* DIRECTIVE: Extract every line in the records below that contains the word "helmet" and copy each one unchanged.

=== GIVEN DATA ===

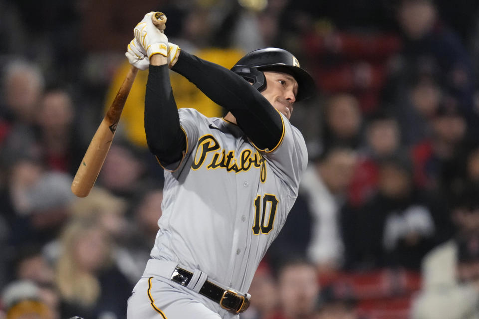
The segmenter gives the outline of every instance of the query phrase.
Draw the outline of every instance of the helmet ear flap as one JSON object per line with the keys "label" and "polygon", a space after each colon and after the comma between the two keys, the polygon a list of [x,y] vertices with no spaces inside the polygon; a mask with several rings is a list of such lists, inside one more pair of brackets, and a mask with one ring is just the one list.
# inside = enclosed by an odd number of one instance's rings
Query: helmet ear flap
{"label": "helmet ear flap", "polygon": [[253,84],[253,87],[261,92],[266,88],[266,78],[262,72],[256,67],[236,67],[232,71]]}

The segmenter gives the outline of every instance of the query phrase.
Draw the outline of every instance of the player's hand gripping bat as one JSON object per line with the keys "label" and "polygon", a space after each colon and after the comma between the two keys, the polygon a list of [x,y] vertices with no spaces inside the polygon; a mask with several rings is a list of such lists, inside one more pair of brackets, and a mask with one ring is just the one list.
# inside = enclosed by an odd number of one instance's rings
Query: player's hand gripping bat
{"label": "player's hand gripping bat", "polygon": [[[157,28],[161,31],[165,29],[166,16],[163,13],[155,12],[152,15],[151,18]],[[88,195],[95,184],[110,150],[121,112],[138,71],[138,69],[134,66],[132,66],[130,68],[85,153],[71,183],[71,191],[78,197],[84,197]]]}

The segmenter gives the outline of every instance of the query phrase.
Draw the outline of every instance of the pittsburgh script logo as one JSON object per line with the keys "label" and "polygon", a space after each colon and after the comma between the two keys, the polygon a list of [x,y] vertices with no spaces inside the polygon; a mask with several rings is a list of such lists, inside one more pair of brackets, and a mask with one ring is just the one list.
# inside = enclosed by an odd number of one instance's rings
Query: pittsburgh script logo
{"label": "pittsburgh script logo", "polygon": [[220,151],[220,144],[213,135],[208,134],[201,137],[198,140],[198,147],[192,164],[193,170],[196,170],[201,167],[208,154],[214,152],[211,162],[206,166],[208,169],[225,168],[227,171],[238,173],[249,170],[253,167],[261,169],[259,175],[261,182],[264,183],[266,180],[266,163],[259,153],[244,150],[238,158],[235,156],[234,151],[227,153],[225,149]]}

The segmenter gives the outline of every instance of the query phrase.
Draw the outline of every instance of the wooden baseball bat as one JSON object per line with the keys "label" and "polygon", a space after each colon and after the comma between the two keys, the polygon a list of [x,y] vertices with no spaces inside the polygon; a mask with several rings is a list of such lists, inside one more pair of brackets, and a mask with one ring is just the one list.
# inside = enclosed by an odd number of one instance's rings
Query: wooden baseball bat
{"label": "wooden baseball bat", "polygon": [[[165,29],[166,16],[163,13],[155,12],[152,15],[152,20],[160,30],[163,31]],[[100,123],[81,160],[71,183],[72,192],[79,197],[87,196],[95,184],[106,155],[110,150],[125,102],[126,102],[138,72],[138,69],[134,66],[132,66],[130,68],[115,99]]]}

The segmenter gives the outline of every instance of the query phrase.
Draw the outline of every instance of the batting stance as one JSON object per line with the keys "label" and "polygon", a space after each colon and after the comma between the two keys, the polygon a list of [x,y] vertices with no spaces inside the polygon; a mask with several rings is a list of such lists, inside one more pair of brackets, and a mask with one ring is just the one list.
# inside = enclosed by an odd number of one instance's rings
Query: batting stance
{"label": "batting stance", "polygon": [[[281,49],[253,51],[231,70],[180,51],[151,14],[135,28],[126,55],[149,68],[145,129],[165,169],[163,216],[128,318],[238,318],[297,195],[307,154],[289,119],[314,84]],[[208,118],[177,109],[169,64],[229,113]]]}

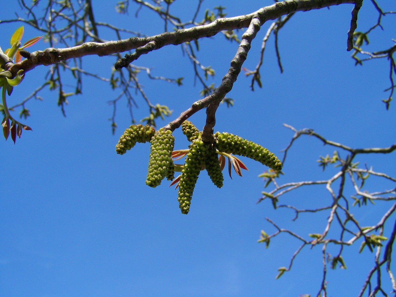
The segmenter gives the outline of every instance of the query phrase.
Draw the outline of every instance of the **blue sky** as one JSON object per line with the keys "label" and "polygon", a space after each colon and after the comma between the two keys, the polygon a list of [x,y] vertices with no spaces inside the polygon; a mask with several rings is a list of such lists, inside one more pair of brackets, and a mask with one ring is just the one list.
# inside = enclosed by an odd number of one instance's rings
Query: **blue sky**
{"label": "blue sky", "polygon": [[[114,10],[115,2],[93,2],[98,21],[147,34],[159,34],[163,29],[144,10],[135,18],[133,5],[129,15],[120,16]],[[384,10],[390,9],[385,6],[386,2],[379,2]],[[175,14],[187,9],[193,13],[192,8],[180,3],[175,4]],[[227,8],[228,16],[234,16],[273,2],[252,1],[242,5],[240,1],[206,0],[202,5],[212,9],[219,3]],[[9,11],[19,9],[16,1],[8,7]],[[394,107],[391,104],[386,111],[381,102],[388,95],[383,91],[390,83],[388,62],[383,59],[354,66],[346,50],[352,9],[351,5],[341,5],[294,16],[279,33],[284,73],[280,74],[277,67],[272,36],[261,72],[263,88],[256,87],[252,92],[250,78],[241,73],[229,94],[234,106],[220,106],[215,130],[259,143],[280,158],[280,151],[293,135],[284,123],[298,129],[312,128],[327,139],[354,148],[386,147],[394,143]],[[375,22],[377,15],[373,12],[371,3],[365,2],[358,30],[367,30]],[[0,13],[0,19],[8,17],[6,11]],[[383,21],[385,30],[377,30],[370,39],[369,49],[373,50],[390,47],[390,39],[395,38],[391,25],[394,19],[387,16]],[[253,41],[244,64],[246,68],[254,69],[261,40],[269,25],[263,27]],[[0,23],[3,50],[21,25]],[[27,26],[25,29],[25,40],[40,35]],[[104,39],[114,38],[105,32],[102,34]],[[200,42],[200,61],[216,72],[209,82],[218,85],[237,45],[220,36]],[[30,48],[47,46],[40,42]],[[84,65],[108,76],[114,62],[112,58],[92,56],[84,58]],[[180,47],[151,53],[135,65],[152,67],[153,75],[185,77],[180,87],[153,82],[144,75],[140,78],[153,103],[173,110],[169,120],[199,99],[200,88],[194,86],[192,65],[182,56]],[[42,83],[47,69],[41,66],[27,73],[9,105],[25,98]],[[234,173],[232,180],[225,173],[221,189],[201,173],[190,212],[181,215],[177,192],[168,188],[169,182],[163,181],[155,189],[145,184],[148,144],[137,145],[122,156],[116,153],[120,135],[130,124],[128,111],[122,108],[125,104],[119,105],[119,128],[112,135],[108,120],[112,109],[107,101],[117,94],[107,83],[89,77],[84,78],[83,83],[82,94],[69,98],[66,117],[57,106],[57,94],[45,90],[41,93],[42,101],[28,104],[31,116],[24,122],[33,131],[23,131],[15,145],[11,139],[0,141],[3,173],[0,182],[0,296],[316,293],[322,273],[320,247],[303,251],[291,270],[276,280],[278,268],[288,265],[299,243],[281,236],[272,240],[266,249],[257,240],[261,229],[268,234],[275,231],[266,217],[308,239],[308,233],[323,231],[327,215],[302,215],[292,222],[291,211],[274,210],[266,200],[256,204],[264,185],[257,176],[267,168],[243,158],[249,171],[243,172],[242,177]],[[136,100],[140,108],[134,113],[140,119],[146,115],[147,109],[141,98],[137,96]],[[205,120],[202,112],[190,118],[200,129]],[[160,122],[158,126],[166,124]],[[188,144],[181,132],[174,135],[175,148],[187,148]],[[329,168],[322,172],[316,161],[334,150],[313,138],[302,138],[289,152],[285,175],[278,183],[329,178],[336,169]],[[356,160],[394,176],[394,155],[361,156]],[[394,184],[380,180],[368,183],[368,188],[373,190],[394,187]],[[350,187],[346,193],[354,194]],[[311,208],[328,205],[331,198],[324,187],[318,186],[291,192],[282,199],[280,203]],[[364,225],[376,223],[390,207],[388,204],[356,209],[356,217]],[[390,220],[394,219],[394,215]],[[348,269],[329,272],[329,295],[357,295],[373,265],[372,255],[367,251],[358,253],[360,244],[346,251]]]}

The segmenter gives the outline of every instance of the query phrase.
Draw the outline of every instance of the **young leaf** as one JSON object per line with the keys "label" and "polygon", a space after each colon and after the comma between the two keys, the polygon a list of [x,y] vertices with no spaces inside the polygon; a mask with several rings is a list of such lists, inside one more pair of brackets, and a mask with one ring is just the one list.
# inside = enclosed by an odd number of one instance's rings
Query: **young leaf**
{"label": "young leaf", "polygon": [[179,176],[178,176],[177,177],[176,177],[175,179],[173,179],[173,181],[171,183],[171,184],[169,185],[169,187],[170,187],[171,186],[173,186],[173,185],[177,183],[177,184],[176,185],[176,188],[175,188],[175,189],[176,190],[177,188],[177,187],[179,187],[179,181],[180,180],[181,176],[181,174]]}
{"label": "young leaf", "polygon": [[238,164],[238,162],[233,158],[231,159],[231,162],[232,163],[234,170],[236,172],[237,174],[240,176],[242,176],[242,172],[241,172],[241,168],[239,167],[239,164]]}
{"label": "young leaf", "polygon": [[12,121],[12,123],[11,124],[11,128],[10,129],[10,131],[11,132],[11,139],[14,142],[14,144],[15,145],[15,140],[17,139],[17,126],[15,125],[15,122],[13,121]]}
{"label": "young leaf", "polygon": [[278,279],[283,274],[283,273],[285,271],[286,271],[287,270],[287,268],[286,267],[281,267],[280,268],[278,268],[278,271],[279,272],[279,273],[278,274],[278,275],[276,276],[276,277],[275,278],[276,279]]}
{"label": "young leaf", "polygon": [[11,44],[11,46],[13,46],[16,42],[21,41],[21,40],[22,39],[23,35],[23,26],[22,26],[17,29],[15,30],[15,32],[14,32],[14,34],[12,34],[12,36],[11,36],[11,40],[10,42]]}
{"label": "young leaf", "polygon": [[[248,168],[245,166],[245,164],[242,163],[242,161],[240,160],[236,157],[234,157],[234,158],[235,159],[237,162],[238,162],[238,164],[239,165],[239,167],[240,167],[242,169],[244,169],[245,170],[248,170],[249,171],[249,169]],[[242,176],[242,175],[241,175]]]}
{"label": "young leaf", "polygon": [[37,42],[38,40],[40,40],[41,38],[43,38],[42,36],[40,36],[38,37],[34,37],[34,38],[32,38],[31,39],[28,40],[22,46],[21,48],[29,48],[30,46],[32,46],[35,43]]}
{"label": "young leaf", "polygon": [[1,125],[3,126],[3,135],[7,140],[10,135],[10,119],[8,117],[6,116],[3,119]]}
{"label": "young leaf", "polygon": [[7,93],[8,94],[8,96],[11,95],[11,93],[12,93],[12,90],[13,89],[14,87],[8,84],[7,84]]}
{"label": "young leaf", "polygon": [[18,126],[17,126],[17,135],[18,135],[18,137],[19,138],[21,138],[21,134],[22,133],[22,128],[21,126],[21,124],[18,124]]}
{"label": "young leaf", "polygon": [[15,63],[19,63],[21,62],[21,60],[22,60],[22,57],[21,56],[21,54],[19,53],[19,51],[18,51],[17,52],[16,55],[15,56]]}
{"label": "young leaf", "polygon": [[219,163],[220,164],[220,169],[223,171],[225,166],[225,157],[223,155],[220,155],[219,156]]}

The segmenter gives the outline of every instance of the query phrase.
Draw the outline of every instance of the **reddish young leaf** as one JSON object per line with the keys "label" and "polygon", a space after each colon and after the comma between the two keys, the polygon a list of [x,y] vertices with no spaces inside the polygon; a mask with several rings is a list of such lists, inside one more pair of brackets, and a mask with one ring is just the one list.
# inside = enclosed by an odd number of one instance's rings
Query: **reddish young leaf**
{"label": "reddish young leaf", "polygon": [[13,46],[15,42],[21,41],[21,40],[22,39],[22,36],[23,35],[23,26],[22,26],[17,29],[15,30],[15,32],[14,32],[14,34],[12,34],[12,36],[11,36],[11,40],[10,42],[11,44],[11,46]]}
{"label": "reddish young leaf", "polygon": [[40,40],[41,38],[43,38],[42,36],[40,36],[38,37],[34,37],[34,38],[32,38],[31,39],[28,40],[22,46],[21,48],[29,48],[30,46],[32,46],[35,43],[37,42],[38,40]]}
{"label": "reddish young leaf", "polygon": [[171,183],[171,184],[169,185],[169,187],[170,187],[171,186],[173,186],[173,185],[177,183],[177,184],[176,185],[176,188],[175,188],[175,189],[176,190],[177,188],[177,187],[179,187],[179,181],[180,180],[180,177],[181,176],[181,174],[180,175],[178,176],[175,179],[173,179],[173,181]]}
{"label": "reddish young leaf", "polygon": [[22,133],[22,128],[21,126],[21,124],[18,124],[18,126],[17,126],[17,135],[18,135],[18,137],[19,138],[21,138],[21,134]]}
{"label": "reddish young leaf", "polygon": [[240,160],[236,158],[236,157],[234,156],[234,158],[236,160],[236,162],[238,162],[238,164],[239,165],[239,167],[242,169],[244,169],[245,170],[248,170],[248,171],[249,171],[249,169],[248,169],[248,168],[245,166],[244,164],[242,163]]}
{"label": "reddish young leaf", "polygon": [[240,176],[242,176],[242,173],[241,172],[241,168],[239,167],[239,164],[238,164],[238,161],[234,158],[231,158],[231,161],[232,163],[234,170],[236,172],[236,174]]}
{"label": "reddish young leaf", "polygon": [[8,117],[6,116],[3,119],[1,125],[3,126],[3,135],[6,140],[7,140],[10,135],[10,119]]}
{"label": "reddish young leaf", "polygon": [[17,139],[17,126],[15,126],[15,123],[13,125],[12,125],[10,130],[11,132],[11,139],[14,142],[14,144],[15,145],[15,141]]}
{"label": "reddish young leaf", "polygon": [[21,54],[19,53],[19,51],[18,51],[17,52],[17,55],[15,56],[15,63],[19,63],[21,62],[21,60],[22,59],[22,57],[21,55]]}
{"label": "reddish young leaf", "polygon": [[[183,157],[185,156],[187,154],[187,152],[181,152],[178,153],[177,154],[173,154],[173,152],[172,152],[172,158],[173,159],[174,161],[177,161],[177,160],[181,159]],[[178,157],[178,158],[177,158]]]}
{"label": "reddish young leaf", "polygon": [[219,156],[219,163],[220,164],[220,169],[223,171],[225,166],[225,157],[223,155]]}

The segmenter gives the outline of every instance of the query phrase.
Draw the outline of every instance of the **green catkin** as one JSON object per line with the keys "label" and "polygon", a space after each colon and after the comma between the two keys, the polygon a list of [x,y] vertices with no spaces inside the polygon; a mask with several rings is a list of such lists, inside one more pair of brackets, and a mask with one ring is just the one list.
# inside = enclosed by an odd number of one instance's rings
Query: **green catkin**
{"label": "green catkin", "polygon": [[131,125],[120,137],[116,145],[117,154],[122,155],[135,146],[137,142],[145,143],[149,141],[155,133],[154,127],[141,124]]}
{"label": "green catkin", "polygon": [[188,147],[180,180],[179,183],[177,201],[181,213],[187,215],[190,210],[192,192],[201,168],[204,164],[209,146],[205,145],[200,137],[193,139]]}
{"label": "green catkin", "polygon": [[209,148],[205,160],[205,167],[213,184],[218,188],[223,187],[224,178],[219,163],[219,155],[215,149],[212,147]]}
{"label": "green catkin", "polygon": [[185,121],[182,123],[181,131],[189,141],[192,141],[199,136],[199,131],[190,121]]}
{"label": "green catkin", "polygon": [[172,160],[172,151],[175,137],[170,130],[161,128],[155,132],[150,141],[150,154],[146,184],[155,188],[166,177],[168,180],[174,178],[175,168]]}
{"label": "green catkin", "polygon": [[228,133],[216,132],[215,147],[219,151],[253,159],[276,171],[282,169],[282,164],[272,153],[259,145]]}

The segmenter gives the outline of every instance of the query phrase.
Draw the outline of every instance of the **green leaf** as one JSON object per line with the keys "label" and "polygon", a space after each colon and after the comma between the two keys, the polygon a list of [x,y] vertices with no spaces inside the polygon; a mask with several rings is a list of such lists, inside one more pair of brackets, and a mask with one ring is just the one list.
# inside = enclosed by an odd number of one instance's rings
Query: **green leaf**
{"label": "green leaf", "polygon": [[22,39],[22,36],[23,35],[23,26],[22,26],[17,29],[15,30],[15,32],[14,32],[14,34],[12,34],[12,36],[11,36],[11,40],[10,42],[11,46],[12,46],[14,45],[14,44],[18,41],[21,41],[21,40]]}
{"label": "green leaf", "polygon": [[275,278],[275,279],[278,279],[281,277],[281,276],[284,274],[285,271],[287,271],[287,268],[286,267],[281,267],[280,268],[278,268],[278,271],[279,272],[279,273],[278,274],[278,275]]}

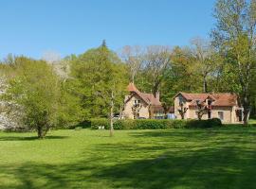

===

* TASK RESPONSE:
Draw the outline of every instance of the helmet ear flap as one JSON object per line with the keys "label" and "polygon", a space after each colon and after the comma between the two keys, the polygon a list of [x,y] vertices with no spaces inside the polygon; a mask with several rings is a list of such lists, inside one more pair of brackets, and a mask with one ring is just the one list.
Query: helmet ear flap
{"label": "helmet ear flap", "polygon": [[253,84],[253,87],[261,92],[266,88],[266,78],[262,72],[256,67],[236,67],[232,71]]}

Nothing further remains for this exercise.